Records for the exercise:
++++++

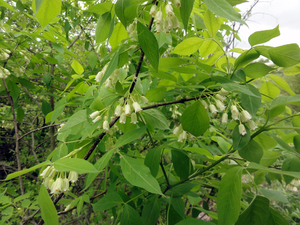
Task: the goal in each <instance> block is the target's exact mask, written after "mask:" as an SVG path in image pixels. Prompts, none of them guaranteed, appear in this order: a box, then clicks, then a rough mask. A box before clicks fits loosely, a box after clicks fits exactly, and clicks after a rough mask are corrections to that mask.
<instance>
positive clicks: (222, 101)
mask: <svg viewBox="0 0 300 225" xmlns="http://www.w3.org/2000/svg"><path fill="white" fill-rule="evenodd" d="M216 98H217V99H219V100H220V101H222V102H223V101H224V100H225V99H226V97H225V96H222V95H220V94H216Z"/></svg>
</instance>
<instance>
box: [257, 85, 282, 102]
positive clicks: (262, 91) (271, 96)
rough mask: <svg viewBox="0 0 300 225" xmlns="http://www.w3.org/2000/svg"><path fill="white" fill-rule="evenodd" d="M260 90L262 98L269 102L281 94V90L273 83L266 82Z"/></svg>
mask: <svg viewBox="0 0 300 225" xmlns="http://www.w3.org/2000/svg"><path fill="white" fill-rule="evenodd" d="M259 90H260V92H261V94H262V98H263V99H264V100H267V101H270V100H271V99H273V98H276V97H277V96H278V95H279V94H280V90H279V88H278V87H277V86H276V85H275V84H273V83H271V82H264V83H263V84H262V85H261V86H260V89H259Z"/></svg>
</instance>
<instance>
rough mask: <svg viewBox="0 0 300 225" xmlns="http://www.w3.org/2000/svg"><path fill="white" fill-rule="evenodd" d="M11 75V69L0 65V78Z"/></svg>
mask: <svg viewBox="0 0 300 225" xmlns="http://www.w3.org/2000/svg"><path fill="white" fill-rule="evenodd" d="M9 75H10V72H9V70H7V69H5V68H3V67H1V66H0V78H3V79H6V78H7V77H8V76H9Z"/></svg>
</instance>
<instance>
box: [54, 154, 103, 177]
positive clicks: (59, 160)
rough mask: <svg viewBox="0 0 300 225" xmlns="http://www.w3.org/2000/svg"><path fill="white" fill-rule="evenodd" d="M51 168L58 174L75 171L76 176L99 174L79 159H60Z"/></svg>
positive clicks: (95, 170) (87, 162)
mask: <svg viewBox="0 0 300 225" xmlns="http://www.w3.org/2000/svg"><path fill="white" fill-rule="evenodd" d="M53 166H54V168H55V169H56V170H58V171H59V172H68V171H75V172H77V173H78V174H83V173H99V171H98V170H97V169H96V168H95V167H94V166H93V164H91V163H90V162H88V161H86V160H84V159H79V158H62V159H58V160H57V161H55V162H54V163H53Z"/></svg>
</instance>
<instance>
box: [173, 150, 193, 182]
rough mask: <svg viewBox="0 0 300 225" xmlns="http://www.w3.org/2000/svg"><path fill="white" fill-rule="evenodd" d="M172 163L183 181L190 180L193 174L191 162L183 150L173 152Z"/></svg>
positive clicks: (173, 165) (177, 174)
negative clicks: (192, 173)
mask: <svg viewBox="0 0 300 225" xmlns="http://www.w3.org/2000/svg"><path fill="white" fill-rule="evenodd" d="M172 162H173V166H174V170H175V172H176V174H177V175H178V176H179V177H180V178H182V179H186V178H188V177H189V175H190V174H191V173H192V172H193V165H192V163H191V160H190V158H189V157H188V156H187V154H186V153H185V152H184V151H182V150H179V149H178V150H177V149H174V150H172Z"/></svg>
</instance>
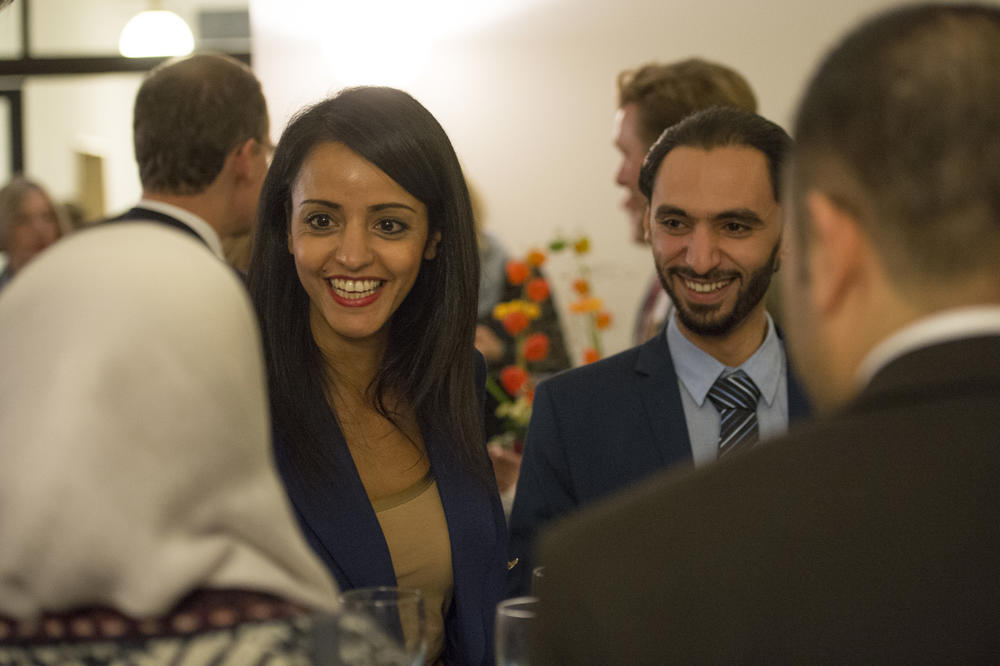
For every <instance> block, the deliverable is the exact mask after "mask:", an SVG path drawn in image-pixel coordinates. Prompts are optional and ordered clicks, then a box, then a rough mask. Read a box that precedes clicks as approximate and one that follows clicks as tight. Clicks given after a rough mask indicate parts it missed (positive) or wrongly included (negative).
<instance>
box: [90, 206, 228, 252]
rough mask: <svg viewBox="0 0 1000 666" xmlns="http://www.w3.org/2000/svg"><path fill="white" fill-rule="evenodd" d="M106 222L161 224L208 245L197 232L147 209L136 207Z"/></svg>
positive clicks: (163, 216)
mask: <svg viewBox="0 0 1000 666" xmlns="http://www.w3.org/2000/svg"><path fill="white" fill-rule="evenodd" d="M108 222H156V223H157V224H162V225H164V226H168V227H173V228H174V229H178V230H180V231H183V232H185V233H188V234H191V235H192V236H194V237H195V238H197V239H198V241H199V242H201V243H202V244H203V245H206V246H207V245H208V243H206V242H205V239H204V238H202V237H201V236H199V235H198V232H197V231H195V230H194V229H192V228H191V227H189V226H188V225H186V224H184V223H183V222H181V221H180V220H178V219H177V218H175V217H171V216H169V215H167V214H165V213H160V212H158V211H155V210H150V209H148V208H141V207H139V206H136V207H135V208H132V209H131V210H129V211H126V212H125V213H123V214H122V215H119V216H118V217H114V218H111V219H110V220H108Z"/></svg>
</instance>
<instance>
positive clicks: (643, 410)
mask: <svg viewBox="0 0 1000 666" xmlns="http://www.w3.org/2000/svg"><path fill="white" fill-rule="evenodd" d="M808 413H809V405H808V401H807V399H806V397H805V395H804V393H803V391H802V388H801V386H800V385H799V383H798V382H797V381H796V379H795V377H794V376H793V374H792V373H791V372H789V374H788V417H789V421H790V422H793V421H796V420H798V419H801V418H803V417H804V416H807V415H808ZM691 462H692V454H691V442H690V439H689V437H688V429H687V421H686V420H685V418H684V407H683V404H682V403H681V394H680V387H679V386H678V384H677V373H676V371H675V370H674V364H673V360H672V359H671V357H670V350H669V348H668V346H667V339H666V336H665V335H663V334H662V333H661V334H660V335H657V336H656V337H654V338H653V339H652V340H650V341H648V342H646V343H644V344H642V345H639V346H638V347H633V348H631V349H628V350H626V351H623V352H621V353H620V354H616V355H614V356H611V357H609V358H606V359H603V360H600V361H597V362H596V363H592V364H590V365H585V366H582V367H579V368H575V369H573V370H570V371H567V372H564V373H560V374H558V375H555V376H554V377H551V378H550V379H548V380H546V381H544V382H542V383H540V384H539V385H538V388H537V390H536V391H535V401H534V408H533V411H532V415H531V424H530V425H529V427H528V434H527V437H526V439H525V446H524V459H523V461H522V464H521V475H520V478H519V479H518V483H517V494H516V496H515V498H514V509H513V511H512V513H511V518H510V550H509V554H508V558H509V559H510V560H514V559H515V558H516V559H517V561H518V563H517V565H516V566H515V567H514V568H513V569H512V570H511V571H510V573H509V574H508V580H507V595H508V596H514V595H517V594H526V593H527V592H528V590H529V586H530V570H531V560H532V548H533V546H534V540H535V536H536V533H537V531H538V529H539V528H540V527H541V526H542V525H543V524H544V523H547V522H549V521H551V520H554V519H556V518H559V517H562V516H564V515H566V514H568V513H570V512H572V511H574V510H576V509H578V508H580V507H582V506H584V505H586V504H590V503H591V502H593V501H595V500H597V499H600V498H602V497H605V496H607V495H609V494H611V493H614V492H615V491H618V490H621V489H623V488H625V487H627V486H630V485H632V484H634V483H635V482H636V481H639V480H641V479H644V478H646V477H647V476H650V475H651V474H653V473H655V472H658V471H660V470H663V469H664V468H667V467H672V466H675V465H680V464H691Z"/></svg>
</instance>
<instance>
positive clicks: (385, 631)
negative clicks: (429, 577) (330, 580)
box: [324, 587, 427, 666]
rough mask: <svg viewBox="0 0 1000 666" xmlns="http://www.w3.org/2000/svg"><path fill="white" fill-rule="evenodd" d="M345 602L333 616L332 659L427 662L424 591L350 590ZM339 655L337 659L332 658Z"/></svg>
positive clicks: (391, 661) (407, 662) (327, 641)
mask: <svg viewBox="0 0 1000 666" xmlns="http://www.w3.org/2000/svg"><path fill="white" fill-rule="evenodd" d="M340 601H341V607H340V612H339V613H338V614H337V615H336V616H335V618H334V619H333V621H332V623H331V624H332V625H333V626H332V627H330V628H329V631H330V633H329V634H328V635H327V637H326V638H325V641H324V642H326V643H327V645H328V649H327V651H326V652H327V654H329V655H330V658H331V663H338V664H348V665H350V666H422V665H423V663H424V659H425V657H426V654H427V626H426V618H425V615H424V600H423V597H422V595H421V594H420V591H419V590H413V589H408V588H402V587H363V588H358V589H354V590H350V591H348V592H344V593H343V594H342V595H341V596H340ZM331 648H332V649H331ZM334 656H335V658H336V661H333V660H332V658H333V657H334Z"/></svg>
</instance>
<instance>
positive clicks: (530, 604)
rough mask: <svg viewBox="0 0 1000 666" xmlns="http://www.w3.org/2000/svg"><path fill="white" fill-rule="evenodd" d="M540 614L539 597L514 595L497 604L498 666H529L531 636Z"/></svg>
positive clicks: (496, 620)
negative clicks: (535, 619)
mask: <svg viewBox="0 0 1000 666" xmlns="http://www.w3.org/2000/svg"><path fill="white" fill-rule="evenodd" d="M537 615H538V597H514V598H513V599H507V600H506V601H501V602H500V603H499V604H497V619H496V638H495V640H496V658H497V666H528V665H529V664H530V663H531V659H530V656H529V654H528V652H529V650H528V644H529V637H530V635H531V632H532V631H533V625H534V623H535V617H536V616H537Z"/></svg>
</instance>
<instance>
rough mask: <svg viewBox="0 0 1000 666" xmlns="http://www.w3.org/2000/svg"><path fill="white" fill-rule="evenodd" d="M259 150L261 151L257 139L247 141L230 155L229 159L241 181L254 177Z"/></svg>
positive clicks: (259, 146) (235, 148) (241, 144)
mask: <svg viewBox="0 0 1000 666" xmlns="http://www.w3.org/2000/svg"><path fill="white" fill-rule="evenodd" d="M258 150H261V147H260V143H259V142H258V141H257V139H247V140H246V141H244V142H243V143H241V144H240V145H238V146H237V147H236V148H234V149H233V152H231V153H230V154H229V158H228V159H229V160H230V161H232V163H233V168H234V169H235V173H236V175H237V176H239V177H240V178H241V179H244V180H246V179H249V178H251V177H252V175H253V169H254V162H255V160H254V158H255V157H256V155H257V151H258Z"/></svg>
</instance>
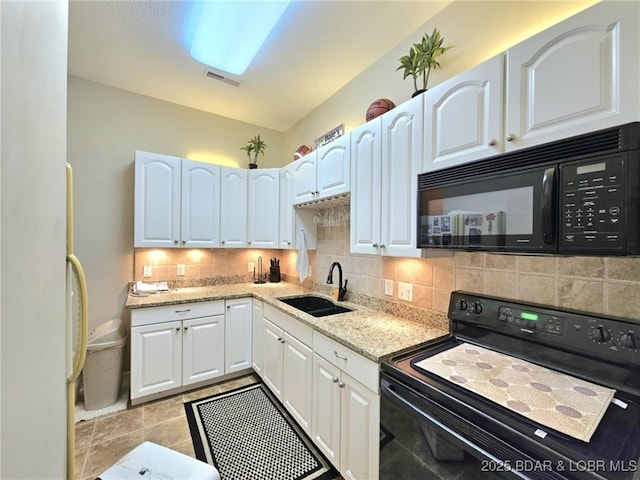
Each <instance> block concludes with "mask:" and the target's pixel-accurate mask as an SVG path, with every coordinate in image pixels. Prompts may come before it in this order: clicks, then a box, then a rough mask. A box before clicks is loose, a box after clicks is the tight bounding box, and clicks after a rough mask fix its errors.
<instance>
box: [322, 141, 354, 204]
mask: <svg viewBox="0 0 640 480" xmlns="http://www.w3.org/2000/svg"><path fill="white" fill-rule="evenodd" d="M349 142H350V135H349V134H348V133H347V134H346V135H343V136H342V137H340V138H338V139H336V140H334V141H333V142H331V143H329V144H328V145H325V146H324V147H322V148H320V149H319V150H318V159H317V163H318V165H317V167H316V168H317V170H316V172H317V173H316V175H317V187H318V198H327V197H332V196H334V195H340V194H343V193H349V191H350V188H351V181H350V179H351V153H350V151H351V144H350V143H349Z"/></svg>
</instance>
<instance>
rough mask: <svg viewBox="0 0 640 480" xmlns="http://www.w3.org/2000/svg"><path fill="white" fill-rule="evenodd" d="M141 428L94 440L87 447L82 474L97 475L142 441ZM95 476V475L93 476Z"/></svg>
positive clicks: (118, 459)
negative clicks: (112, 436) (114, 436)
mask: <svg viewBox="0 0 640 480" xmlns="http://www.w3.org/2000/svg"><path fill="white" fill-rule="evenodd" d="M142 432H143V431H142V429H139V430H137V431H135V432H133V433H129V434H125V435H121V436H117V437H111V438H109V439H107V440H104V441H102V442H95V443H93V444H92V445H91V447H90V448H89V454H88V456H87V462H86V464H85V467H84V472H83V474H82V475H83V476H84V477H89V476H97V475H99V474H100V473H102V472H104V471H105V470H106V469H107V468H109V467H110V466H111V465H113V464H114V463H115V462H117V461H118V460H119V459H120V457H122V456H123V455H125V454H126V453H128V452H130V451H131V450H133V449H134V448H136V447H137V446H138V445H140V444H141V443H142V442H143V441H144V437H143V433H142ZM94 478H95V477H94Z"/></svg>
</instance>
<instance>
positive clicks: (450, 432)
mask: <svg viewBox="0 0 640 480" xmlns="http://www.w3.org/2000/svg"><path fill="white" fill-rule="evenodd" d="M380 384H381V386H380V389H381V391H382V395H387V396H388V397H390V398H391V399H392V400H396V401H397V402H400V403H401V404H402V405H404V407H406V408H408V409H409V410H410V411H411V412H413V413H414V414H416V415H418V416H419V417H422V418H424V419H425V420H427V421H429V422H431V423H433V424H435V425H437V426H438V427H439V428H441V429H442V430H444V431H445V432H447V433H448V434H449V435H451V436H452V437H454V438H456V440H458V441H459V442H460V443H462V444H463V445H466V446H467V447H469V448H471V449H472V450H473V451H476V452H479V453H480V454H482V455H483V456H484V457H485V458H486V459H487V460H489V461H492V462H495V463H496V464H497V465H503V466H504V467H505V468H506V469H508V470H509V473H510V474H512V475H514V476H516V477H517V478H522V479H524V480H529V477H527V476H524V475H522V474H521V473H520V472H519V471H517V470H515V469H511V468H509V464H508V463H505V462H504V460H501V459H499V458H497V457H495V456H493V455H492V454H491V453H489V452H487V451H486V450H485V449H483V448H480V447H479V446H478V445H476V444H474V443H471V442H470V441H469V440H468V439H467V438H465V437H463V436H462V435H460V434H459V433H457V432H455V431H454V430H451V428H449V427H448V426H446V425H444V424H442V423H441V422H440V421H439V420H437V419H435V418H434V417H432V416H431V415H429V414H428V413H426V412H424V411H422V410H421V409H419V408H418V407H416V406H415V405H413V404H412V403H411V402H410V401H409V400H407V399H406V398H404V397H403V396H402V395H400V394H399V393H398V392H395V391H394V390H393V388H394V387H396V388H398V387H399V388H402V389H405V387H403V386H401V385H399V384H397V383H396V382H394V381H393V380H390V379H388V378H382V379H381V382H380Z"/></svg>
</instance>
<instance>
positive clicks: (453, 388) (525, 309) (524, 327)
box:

++++++

Instructions for the task: In the records above, which lines hold the string "that"? Copy each one.

Your response:
Task: the goal in each <instance> block is the target's exact mask, written after "mask:" as an SVG path in image pixels. Prompts, none of them guaranteed, appear in this order: a box, then clicks, then a rough mask. A box before clicks fits loosely, a box after clicks fits exactly, and clicks after a rough mask are corrections to that mask.
For every <instance> block, the deliverable is the exact mask after "mask:", an SVG path drawn in image-pixel coordinates. Prompts are optional and ordered clicks, then a box, then a rough mask. Read a box that precedes clicks as approximate and one that follows clicks as tight. Clicks given after a rough mask indicate parts it missed (positive) or wrongly included (negative).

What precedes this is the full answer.